▸ Your assignment
In your answer, reproduce exactly the lines from the beginning of the listing below through the one containing "Target: kneeling person", and only those lines.

▸ Information provided

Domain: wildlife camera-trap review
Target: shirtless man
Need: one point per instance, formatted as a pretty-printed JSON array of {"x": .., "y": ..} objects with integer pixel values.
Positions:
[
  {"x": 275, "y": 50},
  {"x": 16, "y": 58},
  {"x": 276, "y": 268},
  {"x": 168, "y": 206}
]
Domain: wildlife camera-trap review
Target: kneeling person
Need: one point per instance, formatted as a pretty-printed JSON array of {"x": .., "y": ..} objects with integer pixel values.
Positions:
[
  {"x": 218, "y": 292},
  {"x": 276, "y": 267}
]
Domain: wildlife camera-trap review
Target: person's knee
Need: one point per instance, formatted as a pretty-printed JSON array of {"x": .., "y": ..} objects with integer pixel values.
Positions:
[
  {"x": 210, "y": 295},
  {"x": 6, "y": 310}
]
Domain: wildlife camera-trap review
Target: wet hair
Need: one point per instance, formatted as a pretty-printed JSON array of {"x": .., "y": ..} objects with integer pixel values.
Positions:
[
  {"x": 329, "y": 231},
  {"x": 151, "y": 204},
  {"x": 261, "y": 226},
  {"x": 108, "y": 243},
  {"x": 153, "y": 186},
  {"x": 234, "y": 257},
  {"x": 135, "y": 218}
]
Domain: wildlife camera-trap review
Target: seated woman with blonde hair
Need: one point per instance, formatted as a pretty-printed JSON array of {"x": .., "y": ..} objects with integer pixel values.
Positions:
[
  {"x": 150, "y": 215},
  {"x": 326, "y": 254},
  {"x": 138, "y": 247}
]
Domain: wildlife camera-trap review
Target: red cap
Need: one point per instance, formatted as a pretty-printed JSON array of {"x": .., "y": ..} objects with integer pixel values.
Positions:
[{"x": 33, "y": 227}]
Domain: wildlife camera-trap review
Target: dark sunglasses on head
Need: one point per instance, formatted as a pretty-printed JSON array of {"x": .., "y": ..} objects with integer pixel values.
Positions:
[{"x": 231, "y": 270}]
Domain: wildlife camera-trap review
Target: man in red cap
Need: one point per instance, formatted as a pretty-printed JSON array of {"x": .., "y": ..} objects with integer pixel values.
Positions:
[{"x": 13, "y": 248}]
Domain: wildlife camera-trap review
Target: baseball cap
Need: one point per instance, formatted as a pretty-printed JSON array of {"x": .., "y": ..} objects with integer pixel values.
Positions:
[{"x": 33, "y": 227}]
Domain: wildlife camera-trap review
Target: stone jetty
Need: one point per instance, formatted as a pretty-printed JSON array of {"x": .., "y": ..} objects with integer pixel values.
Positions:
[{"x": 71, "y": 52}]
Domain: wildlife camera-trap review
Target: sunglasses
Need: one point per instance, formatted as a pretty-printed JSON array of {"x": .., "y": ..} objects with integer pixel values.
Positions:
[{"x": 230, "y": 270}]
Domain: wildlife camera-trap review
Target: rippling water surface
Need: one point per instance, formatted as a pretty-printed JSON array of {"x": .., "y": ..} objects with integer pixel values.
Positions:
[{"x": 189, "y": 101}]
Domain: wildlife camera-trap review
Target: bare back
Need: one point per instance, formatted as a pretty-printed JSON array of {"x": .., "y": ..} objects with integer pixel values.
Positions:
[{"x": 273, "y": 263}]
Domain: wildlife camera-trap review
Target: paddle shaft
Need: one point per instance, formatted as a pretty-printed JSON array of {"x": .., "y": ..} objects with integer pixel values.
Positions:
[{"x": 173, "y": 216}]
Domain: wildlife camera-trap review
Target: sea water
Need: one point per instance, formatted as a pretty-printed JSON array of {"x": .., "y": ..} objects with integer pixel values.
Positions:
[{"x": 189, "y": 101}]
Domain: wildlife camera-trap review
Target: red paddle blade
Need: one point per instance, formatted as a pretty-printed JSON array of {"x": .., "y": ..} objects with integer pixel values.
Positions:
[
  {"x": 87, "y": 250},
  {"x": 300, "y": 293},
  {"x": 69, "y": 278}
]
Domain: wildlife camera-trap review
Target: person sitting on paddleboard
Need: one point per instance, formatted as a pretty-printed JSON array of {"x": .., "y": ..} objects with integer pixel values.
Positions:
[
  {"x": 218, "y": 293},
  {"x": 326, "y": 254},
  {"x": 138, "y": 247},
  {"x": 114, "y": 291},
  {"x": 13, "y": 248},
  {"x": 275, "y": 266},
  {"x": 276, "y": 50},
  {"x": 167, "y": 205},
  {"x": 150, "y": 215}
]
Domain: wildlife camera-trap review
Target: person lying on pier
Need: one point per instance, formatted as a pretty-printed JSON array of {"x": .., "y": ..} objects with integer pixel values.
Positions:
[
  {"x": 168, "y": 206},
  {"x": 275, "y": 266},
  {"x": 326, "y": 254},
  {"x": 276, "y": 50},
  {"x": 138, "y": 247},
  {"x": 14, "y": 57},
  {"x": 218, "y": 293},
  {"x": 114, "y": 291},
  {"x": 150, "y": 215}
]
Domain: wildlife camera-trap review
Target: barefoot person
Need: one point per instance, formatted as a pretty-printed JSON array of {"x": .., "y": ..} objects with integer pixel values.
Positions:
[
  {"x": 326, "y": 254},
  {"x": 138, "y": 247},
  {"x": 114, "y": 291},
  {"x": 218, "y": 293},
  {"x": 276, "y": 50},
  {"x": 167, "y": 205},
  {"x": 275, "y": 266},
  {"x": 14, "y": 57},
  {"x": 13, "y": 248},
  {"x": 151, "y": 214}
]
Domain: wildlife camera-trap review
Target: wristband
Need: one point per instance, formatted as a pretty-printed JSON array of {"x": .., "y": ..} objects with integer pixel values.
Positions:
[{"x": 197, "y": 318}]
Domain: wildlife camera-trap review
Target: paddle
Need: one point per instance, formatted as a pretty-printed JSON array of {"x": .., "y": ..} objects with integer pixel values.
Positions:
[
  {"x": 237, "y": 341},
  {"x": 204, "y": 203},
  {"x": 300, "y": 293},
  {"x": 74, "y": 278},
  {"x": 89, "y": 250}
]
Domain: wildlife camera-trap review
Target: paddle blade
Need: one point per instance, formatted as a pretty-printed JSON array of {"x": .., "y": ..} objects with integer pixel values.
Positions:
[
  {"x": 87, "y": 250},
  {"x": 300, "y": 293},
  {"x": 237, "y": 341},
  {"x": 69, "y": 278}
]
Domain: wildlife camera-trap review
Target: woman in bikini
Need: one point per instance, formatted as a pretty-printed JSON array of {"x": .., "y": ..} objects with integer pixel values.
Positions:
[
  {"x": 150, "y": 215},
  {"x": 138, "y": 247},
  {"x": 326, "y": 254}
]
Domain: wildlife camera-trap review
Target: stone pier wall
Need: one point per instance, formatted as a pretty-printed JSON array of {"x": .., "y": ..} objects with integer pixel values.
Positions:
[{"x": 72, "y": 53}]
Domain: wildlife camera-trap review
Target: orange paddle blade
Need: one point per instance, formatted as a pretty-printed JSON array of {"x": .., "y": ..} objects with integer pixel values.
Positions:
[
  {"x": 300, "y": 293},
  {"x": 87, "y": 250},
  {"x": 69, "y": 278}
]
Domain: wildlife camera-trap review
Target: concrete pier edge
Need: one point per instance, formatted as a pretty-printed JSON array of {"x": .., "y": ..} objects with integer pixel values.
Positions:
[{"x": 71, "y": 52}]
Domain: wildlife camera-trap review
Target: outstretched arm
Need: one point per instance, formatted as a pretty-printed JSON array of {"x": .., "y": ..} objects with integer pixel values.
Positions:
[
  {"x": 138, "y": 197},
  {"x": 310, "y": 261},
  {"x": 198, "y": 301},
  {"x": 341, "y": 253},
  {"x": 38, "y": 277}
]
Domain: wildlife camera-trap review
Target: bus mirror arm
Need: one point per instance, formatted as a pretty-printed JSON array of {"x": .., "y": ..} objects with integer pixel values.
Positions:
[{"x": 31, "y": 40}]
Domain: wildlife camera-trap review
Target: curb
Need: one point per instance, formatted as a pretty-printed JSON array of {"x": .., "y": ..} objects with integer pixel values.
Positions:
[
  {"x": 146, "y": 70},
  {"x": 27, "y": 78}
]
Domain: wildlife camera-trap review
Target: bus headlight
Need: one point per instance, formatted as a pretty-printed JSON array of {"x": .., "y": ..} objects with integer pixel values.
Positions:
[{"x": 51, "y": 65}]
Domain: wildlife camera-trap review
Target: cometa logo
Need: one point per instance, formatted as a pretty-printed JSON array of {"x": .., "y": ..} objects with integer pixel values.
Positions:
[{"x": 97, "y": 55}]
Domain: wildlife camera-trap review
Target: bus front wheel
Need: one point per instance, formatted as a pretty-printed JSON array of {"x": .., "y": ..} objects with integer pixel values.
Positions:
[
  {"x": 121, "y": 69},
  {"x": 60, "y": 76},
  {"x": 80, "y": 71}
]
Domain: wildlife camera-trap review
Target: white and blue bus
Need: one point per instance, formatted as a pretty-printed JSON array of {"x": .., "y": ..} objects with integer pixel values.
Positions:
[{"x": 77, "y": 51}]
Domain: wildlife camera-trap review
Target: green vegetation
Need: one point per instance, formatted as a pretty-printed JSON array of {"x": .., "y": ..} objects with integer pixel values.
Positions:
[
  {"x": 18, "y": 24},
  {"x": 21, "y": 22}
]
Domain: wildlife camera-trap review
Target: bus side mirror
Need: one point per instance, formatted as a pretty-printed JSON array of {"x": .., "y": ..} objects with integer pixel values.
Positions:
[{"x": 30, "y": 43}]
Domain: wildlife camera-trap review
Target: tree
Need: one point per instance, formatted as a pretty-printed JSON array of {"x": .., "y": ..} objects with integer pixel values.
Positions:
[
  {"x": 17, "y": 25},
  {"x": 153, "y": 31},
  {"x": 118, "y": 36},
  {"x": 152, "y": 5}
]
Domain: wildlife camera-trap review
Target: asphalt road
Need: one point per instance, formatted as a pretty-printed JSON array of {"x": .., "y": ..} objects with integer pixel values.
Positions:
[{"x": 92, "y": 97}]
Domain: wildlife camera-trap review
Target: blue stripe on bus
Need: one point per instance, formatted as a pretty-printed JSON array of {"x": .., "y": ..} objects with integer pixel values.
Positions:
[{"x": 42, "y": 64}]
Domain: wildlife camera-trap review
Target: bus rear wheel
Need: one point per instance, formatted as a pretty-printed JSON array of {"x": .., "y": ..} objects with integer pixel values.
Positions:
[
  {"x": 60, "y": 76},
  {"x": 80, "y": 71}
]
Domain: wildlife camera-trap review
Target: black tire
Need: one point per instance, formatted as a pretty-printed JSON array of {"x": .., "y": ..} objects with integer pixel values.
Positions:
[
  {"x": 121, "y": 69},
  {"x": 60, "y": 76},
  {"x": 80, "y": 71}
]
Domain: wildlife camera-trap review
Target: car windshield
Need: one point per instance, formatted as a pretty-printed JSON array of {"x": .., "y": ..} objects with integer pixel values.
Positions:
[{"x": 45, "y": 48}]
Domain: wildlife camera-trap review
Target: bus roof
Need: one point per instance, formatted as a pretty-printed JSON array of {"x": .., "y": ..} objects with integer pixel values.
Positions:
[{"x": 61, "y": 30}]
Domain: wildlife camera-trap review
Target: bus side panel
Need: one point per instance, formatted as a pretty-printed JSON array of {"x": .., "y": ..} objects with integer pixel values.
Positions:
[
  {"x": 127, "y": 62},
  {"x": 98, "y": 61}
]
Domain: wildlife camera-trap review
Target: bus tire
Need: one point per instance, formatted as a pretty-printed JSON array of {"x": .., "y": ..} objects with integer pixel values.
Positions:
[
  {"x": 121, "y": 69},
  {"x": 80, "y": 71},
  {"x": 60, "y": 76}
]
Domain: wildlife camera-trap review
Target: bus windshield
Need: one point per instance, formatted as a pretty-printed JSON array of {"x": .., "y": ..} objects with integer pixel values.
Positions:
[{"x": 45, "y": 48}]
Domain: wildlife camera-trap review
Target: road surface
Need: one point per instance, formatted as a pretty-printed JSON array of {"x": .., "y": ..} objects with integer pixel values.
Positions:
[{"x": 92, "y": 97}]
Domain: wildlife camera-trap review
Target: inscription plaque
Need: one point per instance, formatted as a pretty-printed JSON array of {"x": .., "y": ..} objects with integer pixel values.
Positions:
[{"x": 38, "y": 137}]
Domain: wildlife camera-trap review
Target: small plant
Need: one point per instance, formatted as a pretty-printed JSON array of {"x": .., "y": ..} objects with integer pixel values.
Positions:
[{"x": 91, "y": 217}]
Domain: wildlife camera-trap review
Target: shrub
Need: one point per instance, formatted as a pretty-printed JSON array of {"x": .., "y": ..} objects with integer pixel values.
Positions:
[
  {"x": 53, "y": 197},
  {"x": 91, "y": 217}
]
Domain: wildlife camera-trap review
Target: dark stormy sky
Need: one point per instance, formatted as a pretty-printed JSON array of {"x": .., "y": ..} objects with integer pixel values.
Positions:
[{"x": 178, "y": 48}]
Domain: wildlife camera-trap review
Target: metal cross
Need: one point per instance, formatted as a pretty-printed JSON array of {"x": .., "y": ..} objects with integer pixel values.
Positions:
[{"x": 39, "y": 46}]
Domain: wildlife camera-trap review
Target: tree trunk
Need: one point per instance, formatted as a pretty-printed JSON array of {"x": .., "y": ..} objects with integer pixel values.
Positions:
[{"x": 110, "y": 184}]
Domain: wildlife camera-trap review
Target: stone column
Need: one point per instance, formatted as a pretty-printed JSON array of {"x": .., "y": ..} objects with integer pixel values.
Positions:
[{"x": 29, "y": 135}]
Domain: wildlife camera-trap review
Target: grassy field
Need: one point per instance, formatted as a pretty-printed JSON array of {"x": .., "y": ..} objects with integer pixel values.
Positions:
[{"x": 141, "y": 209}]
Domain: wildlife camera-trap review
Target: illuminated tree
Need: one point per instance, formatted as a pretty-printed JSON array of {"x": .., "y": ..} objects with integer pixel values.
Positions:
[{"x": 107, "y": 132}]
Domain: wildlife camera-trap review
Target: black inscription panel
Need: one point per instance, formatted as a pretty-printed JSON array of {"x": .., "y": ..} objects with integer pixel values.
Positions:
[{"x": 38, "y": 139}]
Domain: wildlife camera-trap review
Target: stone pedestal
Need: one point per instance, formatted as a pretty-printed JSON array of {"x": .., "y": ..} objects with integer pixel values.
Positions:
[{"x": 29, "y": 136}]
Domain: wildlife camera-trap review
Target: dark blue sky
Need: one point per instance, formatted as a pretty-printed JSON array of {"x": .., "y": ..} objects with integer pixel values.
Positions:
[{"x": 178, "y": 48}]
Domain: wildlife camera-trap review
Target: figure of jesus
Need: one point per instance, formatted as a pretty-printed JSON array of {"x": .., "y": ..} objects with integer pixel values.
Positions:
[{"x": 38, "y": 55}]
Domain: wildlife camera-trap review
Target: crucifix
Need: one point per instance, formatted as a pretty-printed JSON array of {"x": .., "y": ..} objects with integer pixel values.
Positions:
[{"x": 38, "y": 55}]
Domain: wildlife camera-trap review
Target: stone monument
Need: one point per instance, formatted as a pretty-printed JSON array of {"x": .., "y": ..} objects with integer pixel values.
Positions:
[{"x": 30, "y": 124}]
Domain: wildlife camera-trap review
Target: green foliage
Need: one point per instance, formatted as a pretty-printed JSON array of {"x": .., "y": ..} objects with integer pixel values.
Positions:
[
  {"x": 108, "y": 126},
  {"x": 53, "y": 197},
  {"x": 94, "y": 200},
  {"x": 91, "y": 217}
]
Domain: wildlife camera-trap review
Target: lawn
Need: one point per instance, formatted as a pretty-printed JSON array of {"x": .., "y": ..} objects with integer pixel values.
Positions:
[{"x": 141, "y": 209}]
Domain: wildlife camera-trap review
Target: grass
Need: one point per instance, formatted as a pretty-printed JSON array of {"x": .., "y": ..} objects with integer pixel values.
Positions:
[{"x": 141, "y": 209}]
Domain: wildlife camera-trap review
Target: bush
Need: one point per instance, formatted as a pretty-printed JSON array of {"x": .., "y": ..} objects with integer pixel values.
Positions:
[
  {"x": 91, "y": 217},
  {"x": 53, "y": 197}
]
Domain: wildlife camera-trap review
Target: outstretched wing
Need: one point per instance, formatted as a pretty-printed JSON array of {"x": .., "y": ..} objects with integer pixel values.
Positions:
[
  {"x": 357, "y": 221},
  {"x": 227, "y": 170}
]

▸ Result
Domain: wildlife camera-trap review
Target: shirtless man
Need: one point per instance, formatted as a pretty-printed JSON array of {"x": .., "y": ..} objects with integer pixel values.
Positions:
[
  {"x": 275, "y": 50},
  {"x": 16, "y": 58},
  {"x": 276, "y": 268},
  {"x": 168, "y": 206}
]
Domain: wildlife camera-trap review
Target: kneeling person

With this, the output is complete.